Given passage:
----------------------------------------

Single by Rogue Traders

from the album Here Come the Drums
- Released: August 2006
- Genre: Dance
- Length: 3:40
- Label: Columbia
- Songwriter(s): James Appleby; Roland Orzabal; Curt Smith;
- Producer(s): James Ash

Rogue Traders singles chronology
| "We're Coming Home" (2006) | "In Love Again" (2006) | "Don't You Wanna Feel" (2007) |

Music video
- "In Love Again" on YouTube

= In Love Again =

2006 single by Rogue Traders

"In Love Again" is a song by Australian electronic rock group Rogue Traders. It was sent to radio in August 2006 as the fifth and final single in August 2006 from their second album Here Come the Drums. The coda of the song features a sample of "Head Over Heels" by Tears for Fears. At the APRA Awards of 2008, the song won Dance Work of the Year.

==Music video==
The video for this song was filmed during the band's tour schedule and has snippets of previous performances. According to James Ash on the official forum, an early concept for a "In Love Again" video clip was to be an all-brown clip based on a wedding full of ghosts of past lovers, but the group instead opted for a different video.

----------------------------------------

To be done:
[1] Rewrite the passage on "In Love Again," starting at "Rogue Traders singles" and ending at "a different video.", with "ghosts" replaced by "phantoms".
[2] List every songwriter credited in the passage on "In Love Again."
The lines that come after this are not needed.

Extracted data:
----------------------------------------

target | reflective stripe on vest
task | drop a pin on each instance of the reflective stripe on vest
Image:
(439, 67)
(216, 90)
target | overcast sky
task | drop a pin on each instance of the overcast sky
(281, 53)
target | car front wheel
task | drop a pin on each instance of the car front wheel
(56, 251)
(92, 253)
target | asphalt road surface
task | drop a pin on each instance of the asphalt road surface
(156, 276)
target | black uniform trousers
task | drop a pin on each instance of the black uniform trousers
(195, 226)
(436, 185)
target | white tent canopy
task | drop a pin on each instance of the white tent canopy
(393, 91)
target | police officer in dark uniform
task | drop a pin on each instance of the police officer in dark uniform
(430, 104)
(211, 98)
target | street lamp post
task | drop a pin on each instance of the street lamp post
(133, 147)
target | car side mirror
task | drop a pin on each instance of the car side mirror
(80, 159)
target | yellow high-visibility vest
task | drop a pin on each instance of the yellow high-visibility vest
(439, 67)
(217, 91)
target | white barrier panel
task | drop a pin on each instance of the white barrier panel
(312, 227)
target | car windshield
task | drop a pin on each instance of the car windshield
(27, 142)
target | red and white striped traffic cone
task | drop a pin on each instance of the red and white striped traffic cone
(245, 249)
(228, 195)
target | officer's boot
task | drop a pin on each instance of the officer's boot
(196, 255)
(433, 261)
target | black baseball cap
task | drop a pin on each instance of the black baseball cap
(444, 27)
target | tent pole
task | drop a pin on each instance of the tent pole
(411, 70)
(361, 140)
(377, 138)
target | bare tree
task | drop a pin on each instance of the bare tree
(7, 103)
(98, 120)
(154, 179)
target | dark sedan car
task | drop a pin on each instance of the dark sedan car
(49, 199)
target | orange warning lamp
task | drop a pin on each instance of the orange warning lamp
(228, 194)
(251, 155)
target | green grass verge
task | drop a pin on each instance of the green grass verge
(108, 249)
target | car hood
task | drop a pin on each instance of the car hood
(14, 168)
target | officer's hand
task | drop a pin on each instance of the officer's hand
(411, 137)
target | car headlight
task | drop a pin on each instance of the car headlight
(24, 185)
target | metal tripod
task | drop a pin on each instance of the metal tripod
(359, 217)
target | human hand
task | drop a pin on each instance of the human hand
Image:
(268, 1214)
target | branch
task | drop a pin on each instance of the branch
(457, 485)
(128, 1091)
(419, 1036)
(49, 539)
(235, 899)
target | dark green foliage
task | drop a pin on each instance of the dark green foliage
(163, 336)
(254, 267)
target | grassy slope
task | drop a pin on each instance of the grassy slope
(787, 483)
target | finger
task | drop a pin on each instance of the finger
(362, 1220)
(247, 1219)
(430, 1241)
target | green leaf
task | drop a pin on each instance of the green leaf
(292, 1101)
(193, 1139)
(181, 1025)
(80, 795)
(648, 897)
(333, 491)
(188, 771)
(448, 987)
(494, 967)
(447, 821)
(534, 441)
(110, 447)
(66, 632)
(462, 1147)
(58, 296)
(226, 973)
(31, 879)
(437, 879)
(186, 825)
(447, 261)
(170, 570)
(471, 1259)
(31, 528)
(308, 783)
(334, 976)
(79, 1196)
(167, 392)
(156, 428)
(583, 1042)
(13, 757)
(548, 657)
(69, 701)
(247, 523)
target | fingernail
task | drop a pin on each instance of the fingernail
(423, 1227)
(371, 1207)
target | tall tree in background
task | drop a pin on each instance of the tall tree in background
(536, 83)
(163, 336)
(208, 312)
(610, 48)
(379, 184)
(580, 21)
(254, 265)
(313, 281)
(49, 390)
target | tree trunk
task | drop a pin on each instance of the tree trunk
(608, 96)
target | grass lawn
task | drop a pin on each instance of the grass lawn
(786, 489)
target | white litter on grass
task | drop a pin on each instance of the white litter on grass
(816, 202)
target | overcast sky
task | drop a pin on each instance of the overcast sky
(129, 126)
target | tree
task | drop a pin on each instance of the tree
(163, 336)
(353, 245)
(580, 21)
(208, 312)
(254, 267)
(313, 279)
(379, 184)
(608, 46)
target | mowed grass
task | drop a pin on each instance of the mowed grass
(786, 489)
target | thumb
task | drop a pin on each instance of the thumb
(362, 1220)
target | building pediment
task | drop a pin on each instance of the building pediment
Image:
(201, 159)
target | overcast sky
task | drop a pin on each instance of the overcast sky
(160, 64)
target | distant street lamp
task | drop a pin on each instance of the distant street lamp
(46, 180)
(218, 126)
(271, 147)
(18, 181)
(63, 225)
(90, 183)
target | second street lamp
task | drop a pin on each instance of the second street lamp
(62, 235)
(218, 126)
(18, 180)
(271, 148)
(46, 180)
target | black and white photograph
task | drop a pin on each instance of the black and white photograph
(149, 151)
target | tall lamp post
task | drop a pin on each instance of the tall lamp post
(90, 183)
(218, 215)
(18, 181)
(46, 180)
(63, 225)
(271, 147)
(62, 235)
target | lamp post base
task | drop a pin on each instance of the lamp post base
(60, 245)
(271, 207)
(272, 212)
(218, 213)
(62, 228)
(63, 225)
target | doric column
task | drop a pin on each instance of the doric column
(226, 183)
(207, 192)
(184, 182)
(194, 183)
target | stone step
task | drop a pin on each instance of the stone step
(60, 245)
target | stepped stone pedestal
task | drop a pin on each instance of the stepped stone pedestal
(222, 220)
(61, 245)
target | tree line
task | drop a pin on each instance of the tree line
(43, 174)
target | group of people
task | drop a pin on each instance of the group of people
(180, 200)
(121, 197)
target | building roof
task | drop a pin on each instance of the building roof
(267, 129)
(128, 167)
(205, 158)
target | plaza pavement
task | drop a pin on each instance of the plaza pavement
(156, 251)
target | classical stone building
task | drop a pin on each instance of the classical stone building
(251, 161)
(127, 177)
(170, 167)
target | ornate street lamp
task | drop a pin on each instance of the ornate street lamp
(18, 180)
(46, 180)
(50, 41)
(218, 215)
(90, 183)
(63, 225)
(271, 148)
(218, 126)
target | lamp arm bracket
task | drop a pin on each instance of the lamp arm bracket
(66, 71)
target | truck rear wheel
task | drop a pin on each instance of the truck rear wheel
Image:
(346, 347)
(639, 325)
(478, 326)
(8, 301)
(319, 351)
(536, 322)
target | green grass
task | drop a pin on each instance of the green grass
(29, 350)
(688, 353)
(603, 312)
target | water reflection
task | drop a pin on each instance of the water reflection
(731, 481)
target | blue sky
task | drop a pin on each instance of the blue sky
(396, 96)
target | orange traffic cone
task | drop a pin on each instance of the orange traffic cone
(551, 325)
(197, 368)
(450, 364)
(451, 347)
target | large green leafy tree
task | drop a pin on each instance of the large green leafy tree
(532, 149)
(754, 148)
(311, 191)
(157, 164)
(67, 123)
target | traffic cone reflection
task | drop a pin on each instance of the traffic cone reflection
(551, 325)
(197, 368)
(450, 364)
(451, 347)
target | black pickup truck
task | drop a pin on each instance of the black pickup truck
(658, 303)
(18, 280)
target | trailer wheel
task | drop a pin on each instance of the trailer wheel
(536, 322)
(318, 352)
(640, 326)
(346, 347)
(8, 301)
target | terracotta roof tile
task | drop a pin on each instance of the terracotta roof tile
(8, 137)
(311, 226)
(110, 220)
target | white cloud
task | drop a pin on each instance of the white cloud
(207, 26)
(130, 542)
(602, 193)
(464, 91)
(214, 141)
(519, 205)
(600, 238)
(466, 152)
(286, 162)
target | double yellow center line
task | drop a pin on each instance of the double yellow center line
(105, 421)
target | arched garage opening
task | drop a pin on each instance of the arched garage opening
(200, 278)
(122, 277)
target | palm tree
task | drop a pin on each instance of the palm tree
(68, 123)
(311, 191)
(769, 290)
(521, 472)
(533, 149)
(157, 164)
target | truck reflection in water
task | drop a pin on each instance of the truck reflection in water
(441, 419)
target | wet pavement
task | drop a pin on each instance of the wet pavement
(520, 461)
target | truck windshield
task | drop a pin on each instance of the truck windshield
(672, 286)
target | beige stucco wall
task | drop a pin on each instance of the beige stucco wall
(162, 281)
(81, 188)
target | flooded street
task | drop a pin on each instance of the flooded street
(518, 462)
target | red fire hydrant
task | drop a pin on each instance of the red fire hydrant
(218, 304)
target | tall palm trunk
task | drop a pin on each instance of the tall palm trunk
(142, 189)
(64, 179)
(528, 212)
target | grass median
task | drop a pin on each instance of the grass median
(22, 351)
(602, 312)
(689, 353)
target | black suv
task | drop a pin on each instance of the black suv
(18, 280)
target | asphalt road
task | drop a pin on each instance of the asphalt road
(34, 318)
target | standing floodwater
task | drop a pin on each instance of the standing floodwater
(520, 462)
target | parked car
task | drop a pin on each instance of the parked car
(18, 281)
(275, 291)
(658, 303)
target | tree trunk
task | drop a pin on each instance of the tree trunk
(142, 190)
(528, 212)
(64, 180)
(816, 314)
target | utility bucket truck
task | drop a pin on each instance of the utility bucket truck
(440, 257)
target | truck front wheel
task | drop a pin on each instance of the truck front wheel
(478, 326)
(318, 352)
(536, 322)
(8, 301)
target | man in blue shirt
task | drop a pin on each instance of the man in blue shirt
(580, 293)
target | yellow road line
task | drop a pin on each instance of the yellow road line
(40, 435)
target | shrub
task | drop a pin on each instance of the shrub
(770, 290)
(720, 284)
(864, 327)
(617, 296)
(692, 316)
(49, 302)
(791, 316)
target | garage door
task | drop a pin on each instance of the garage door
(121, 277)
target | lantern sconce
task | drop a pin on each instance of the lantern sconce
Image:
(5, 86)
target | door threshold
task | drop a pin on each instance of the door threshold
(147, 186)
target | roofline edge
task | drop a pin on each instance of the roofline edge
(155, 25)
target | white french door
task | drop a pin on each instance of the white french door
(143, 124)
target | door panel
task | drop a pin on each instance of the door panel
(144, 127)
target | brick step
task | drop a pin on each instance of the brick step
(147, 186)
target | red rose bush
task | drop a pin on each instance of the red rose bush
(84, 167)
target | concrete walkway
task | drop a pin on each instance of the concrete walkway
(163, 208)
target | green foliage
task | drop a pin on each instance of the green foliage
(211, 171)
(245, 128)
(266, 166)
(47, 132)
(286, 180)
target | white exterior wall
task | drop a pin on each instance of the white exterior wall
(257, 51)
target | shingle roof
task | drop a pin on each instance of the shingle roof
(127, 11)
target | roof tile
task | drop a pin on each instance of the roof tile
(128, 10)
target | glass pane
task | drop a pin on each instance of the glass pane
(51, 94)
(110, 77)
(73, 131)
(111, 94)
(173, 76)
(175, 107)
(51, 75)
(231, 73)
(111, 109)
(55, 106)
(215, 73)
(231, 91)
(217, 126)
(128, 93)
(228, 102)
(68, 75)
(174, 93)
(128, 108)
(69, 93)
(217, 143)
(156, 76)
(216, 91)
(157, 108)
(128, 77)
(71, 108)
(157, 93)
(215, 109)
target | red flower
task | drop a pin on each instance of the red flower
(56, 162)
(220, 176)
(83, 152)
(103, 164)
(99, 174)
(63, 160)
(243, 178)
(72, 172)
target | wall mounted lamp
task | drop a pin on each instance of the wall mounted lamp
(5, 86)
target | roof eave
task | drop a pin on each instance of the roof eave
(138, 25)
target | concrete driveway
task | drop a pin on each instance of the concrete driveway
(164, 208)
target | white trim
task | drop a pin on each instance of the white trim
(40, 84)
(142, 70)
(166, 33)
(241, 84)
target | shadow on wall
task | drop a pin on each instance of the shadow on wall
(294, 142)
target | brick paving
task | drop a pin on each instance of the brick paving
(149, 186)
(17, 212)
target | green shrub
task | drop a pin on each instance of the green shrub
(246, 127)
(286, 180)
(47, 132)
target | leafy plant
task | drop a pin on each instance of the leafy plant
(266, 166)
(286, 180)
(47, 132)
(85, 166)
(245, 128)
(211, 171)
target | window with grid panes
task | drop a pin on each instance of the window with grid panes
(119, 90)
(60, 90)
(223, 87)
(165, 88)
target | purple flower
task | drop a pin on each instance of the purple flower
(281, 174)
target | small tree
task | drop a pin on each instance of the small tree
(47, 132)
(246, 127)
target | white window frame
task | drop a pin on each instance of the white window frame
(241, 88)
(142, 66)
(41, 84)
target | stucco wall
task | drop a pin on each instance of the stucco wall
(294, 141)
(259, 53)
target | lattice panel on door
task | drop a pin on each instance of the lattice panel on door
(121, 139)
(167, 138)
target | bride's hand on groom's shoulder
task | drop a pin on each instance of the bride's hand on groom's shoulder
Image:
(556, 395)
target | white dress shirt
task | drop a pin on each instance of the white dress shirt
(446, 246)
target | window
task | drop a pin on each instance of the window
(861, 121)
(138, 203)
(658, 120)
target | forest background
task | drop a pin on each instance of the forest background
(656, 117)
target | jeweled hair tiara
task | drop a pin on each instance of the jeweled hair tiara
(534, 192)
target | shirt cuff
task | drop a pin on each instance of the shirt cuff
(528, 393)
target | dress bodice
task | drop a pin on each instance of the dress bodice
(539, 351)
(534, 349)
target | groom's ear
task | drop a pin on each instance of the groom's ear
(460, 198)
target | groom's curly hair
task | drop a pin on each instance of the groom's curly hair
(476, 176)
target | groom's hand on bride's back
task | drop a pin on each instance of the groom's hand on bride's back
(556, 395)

----------------------------------------

Completed exercise:
[1]
Rogue Traders singles chronology
| "We're Coming Home" (2006) | "In Love Again" (2006) | "Don't You Wanna Feel" (2007) |

Music video
- "In Love Again" on YouTube

= In Love Again =

2006 single by Rogue Traders

"In Love Again" is a song by Australian electronic rock group Rogue Traders. It was sent to radio in August 2006 as the fifth and final single in August 2006 from their second album Here Come the Drums. The coda of the song features a sample of "Head Over Heels" by Tears for Fears. At the APRA Awards of 2008, the song won Dance Work of the Year.

==Music video==
The video for this song was filmed during the band's tour schedule and has snippets of previous performances. According to James Ash on the official forum, an early concept for a "In Love Again" video clip was to be an all-brown clip based on a wedding full of phantoms of past lovers, but the group instead opted for a different video.

[2] James Appleby, Roland Orzabal, Curt Smith